Request: Write every line of the material out exactly as shown.

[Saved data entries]

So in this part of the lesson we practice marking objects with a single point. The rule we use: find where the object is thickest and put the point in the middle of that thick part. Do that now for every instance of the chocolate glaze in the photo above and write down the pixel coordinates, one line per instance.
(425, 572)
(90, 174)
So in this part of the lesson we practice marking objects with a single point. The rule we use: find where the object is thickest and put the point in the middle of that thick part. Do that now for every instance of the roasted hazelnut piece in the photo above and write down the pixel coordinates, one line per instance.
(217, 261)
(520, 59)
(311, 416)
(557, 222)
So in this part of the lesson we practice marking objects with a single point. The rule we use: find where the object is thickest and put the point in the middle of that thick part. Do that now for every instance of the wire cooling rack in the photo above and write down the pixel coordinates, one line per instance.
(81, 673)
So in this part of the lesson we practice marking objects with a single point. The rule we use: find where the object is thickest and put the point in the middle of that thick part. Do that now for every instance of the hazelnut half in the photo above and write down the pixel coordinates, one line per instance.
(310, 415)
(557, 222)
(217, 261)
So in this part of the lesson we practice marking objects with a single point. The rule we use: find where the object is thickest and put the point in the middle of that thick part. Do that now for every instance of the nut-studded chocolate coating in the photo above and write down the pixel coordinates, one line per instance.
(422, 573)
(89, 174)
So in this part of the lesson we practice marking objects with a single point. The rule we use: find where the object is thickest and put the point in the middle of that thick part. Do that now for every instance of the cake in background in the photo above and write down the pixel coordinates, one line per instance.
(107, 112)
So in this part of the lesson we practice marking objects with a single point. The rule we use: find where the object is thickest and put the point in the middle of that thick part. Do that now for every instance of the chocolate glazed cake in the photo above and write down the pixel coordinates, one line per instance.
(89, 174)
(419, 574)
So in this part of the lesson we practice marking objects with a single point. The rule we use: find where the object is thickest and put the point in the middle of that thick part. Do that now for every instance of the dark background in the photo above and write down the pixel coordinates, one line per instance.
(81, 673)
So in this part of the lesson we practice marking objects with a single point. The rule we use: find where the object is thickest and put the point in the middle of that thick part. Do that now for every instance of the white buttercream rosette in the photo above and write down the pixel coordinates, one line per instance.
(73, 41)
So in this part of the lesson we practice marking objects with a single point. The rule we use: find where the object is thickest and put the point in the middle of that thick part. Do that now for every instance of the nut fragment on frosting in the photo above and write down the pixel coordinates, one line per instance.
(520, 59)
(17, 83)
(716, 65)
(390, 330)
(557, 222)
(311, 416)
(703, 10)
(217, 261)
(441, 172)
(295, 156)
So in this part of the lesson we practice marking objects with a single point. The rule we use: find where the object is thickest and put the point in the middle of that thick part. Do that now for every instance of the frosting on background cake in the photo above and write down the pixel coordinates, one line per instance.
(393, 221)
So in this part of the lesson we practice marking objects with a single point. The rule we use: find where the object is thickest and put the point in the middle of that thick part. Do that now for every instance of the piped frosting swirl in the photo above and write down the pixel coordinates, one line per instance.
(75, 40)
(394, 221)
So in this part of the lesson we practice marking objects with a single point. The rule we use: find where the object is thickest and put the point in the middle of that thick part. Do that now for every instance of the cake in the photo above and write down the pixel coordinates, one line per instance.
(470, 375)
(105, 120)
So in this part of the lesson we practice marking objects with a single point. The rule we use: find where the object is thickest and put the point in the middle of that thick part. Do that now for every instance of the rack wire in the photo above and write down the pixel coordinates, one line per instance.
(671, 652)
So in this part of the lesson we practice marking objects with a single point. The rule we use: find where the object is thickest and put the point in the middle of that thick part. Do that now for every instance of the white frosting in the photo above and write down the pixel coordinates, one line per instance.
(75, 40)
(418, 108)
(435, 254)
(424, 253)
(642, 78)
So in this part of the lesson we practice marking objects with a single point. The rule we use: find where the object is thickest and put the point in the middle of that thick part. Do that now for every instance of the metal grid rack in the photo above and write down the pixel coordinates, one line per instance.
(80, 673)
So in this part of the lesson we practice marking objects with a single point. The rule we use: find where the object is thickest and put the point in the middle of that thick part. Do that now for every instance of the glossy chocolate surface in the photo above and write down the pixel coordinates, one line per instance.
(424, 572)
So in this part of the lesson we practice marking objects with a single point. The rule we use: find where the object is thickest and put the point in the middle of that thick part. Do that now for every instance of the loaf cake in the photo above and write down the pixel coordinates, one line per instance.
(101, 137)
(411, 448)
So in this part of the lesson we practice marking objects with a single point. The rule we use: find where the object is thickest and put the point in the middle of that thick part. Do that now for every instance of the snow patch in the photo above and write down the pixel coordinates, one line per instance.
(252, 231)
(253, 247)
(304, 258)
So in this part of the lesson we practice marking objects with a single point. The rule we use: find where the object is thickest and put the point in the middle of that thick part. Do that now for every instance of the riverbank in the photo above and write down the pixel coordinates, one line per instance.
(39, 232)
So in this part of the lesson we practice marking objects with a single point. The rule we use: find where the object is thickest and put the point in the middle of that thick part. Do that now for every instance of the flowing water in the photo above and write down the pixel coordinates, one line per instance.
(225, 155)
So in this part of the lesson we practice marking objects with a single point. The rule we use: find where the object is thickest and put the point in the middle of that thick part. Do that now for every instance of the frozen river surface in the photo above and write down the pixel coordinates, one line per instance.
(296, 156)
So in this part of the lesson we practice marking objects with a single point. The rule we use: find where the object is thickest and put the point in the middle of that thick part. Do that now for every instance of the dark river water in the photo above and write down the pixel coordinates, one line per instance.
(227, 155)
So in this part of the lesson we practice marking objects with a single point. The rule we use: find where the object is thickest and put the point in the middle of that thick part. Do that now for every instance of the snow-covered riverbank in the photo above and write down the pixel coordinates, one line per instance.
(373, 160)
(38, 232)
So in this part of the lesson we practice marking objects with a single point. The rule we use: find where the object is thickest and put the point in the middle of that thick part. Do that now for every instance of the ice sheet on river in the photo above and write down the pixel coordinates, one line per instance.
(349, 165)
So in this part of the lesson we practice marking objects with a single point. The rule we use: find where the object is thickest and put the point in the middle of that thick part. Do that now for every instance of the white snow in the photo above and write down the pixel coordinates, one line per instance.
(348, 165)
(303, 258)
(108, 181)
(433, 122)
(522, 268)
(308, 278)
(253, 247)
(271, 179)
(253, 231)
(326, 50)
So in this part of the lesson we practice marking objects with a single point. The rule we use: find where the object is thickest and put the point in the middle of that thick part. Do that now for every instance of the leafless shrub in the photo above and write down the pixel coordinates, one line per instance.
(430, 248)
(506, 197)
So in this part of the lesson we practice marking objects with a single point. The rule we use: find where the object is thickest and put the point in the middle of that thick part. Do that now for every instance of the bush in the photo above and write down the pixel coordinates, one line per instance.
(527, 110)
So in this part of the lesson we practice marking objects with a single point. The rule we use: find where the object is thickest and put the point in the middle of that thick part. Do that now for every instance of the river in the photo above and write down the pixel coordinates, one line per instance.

Written answer:
So in this part of the lesson we practice marking objects with a single point. The rule we use: find where the object is thickest and put the point in the middle of that thick part. Do that now for every instance of the chocolate glaze in the photo above and write down the pixel coordinates, one line per instance.
(425, 572)
(90, 174)
So in this part of the lesson we practice marking objects with a single point. The rule we use: find where the object is thickest and put the point in the middle of that thick part. Do that now for every instance of the roasted hazelnut piece in the photo above and write down the pixel coordinates, one line per instance.
(217, 261)
(520, 59)
(311, 416)
(557, 222)
So in this part of the lesson we practice marking objects with a single point. The rule we use: find where the object is thickest and put the point in the middle of that thick part. Do that now for every instance of the wire cooling rack in the photo above and write down the pixel coordinates, one line per instance.
(81, 673)
So in this part of the lesson we practice marking objects with a single point. The rule we use: find where the object is thickest and put the point in the middle of that thick part. Do that now for every instance of the hazelnut half in the photo above and write down the pixel coordinates, one line per instance.
(310, 415)
(557, 222)
(217, 261)
So in this part of the lesson we practice marking objects with a single point. The rule we use: find where the object is thickest and put the point in the middle of that thick part. Do that now for every instance of the nut-studded chocolate coating in the photo above and write down the pixel coordinates, one line per instance.
(422, 573)
(89, 174)
So in this part of the lesson we practice marking objects with a single point. The rule we use: find where the object is thickest and put the point in the middle of that thick part. Do that now for every instance of the cake in background in the photo above and write down the pixel coordinates, one line per instance.
(107, 112)
So in this part of the lesson we practice marking objects with a single point. The rule we use: find where the object is thickest and put the point in the middle of that thick part. Do that now for every instance of the chocolate glazed cake in the photo above and write down the pixel coordinates, one line per instance.
(89, 174)
(419, 574)
So in this part of the lesson we practice marking objects with a single point. The rule we use: find where the object is thickest and put the point in the middle of that thick part. Do that now for every instance of the dark background in the photo above and write down the pixel coordinates, one line per instance.
(81, 673)
So in this part of the lesson we practice marking objects with a single point. The rule we use: find where the object is thickest and put the point in the middle of that thick part. Do that now for every instance of the white buttercream rosette in the photo above and write down the pixel coordinates, one line per instance.
(73, 41)
So in this part of the lesson we practice marking objects with a single point. The rule we use: find where the object is thickest and put the point in the middle of that thick part. Do that now for every instance of the nut fragment on frosting in the photo above and write down the pixel coordinates, one line per instance.
(520, 59)
(17, 83)
(716, 65)
(390, 330)
(557, 222)
(311, 416)
(703, 10)
(217, 261)
(441, 172)
(295, 156)
So in this part of the lesson we practice marking objects with a single point. The rule we use: find where the object is thickest and put the point in the middle of that thick part. Do that now for every instance of the frosting on background cake in the photo above and write down the pixel coordinates, one line per instance.
(393, 221)
So in this part of the lesson we practice marking objects with a single point. The rule we use: find where the object is thickest and put the point in the middle of that thick part. Do that now for every instance of the piped frosting swirl in the photo above and write down the pixel coordinates, one line per instance.
(75, 40)
(394, 221)
So in this part of the lesson we practice marking objects with a single point. The rule we use: find where the object is thickest and put the point in the middle of that thick part. Do that now for every instance of the cake in the photo above and write down the pixel coordinates, one line per instance.
(470, 375)
(105, 120)
So in this part of the lesson we practice marking objects with a single point. The rule we use: find where the object is thickest and put the point in the middle of that thick part. Do that now for every instance of the rack wire in the photo above and write down the pixel coordinates, one line per instance.
(671, 652)
So in this part of the lesson we practice marking objects with a single point. The rule we use: find where the object is thickest and put the point in the middle of that thick part. Do that now for every instance of the white frosting in the photo above and write down the pixel coordinates, one line per instance.
(75, 40)
(418, 108)
(435, 254)
(424, 253)
(642, 78)
So in this part of the lesson we practice marking objects with a single point. The rule we use: find where the object is thickest and put the point in the middle of that thick part. Do that now for every instance of the metal grid rack in the photo above and write down the pixel coordinates, one line per instance.
(80, 673)
So in this part of the lesson we practice marking objects with a single point. The rule we use: find where the object is thickest and put the point in the middle of that thick part. Do that now for every instance of the glossy chocolate surface in the photo above and write down the pixel coordinates, one line per instance.
(424, 572)
So in this part of the lesson we practice marking objects with a single point. The rule we use: find where the object is thickest and put the point in the middle of that thick part. Do that now for every instance of the loaf cake in the photo above and write down the pixel coordinates, one line per instance.
(101, 137)
(411, 448)
So in this part of the lesson we practice marking objects with a single point. The rule we use: find where the object is thickest and put the point in the middle of that thick part. Do that now for every instance of the snow patch in the photo above and write down the pixel coordinates, one line per instance.
(252, 231)
(253, 247)
(304, 258)
So in this part of the lesson we practice marking objects with a single point. The rule we use: find where the object is thickest and put the point in the middle of that thick part. Do that now for every instance of the riverbank in the photo above and write down the pixel coordinates, one line per instance.
(39, 232)
So in this part of the lesson we practice marking objects with a single point. The rule we use: find where the object is thickest and put the point in the middle of that thick part. Do that now for every instance of the flowing water in the photo above and write down the pixel coordinates, one line per instance.
(225, 155)
So in this part of the lesson we practice marking objects with a single point. The rule we use: find where the object is thickest and put the point in the middle of that thick part. Do that now for every instance of the frozen river surface in the photo above and write down the pixel coordinates, one line per instance.
(296, 156)
So in this part of the lesson we practice marking objects with a single point. The rule we use: find where the object is thickest and put the point in the middle of that thick part. Do that now for every instance of the dark river water in the photo above and write down the pixel coordinates, one line per instance.
(227, 155)
So in this part of the lesson we practice marking objects with a single point. The rule we use: find where the object is thickest and put the point in the middle of that thick part. Do that now for every instance of the snow-covered riverbank in the photo above and write down the pixel coordinates, one line per instance.
(373, 160)
(38, 232)
So in this part of the lesson we practice marking objects with a single point. The rule we use: find where the object is thickest and put the point in the middle of that thick part. Do that now for every instance of the ice sheet on river in the photo above and write down the pixel coordinates, one line per instance.
(349, 165)
So in this part of the lesson we practice marking objects with a single point. The rule we use: find where the object is thickest and put the point in the middle of that thick part. Do that now for every instance of the white snow in the photo above and write down the pixel coordinates, one line per instance.
(348, 165)
(303, 258)
(108, 181)
(433, 122)
(522, 268)
(308, 278)
(253, 247)
(271, 179)
(253, 231)
(326, 50)
So in this part of the lesson we practice marking objects with a single point. The rule we use: find where the object is thickest and put the point in the middle of that thick part. Do that now for every instance of the leafless shrub in the photo above and write down the pixel coordinates, one line per instance.
(430, 248)
(506, 197)
So in this part of the lesson we practice marking objects with a single point. The rule we use: find where the object is thickest and put the point in the middle of that thick part. Do that now for every instance of the bush in the photo above and write down the pixel coordinates, one line per instance.
(527, 110)
So in this part of the lesson we practice marking objects with a single point. The rule we use: find where the object is thickest and put the point in the middle of that thick part. Do that now for every instance of the river in the photo above and write down the pixel coordinates, one line per instance.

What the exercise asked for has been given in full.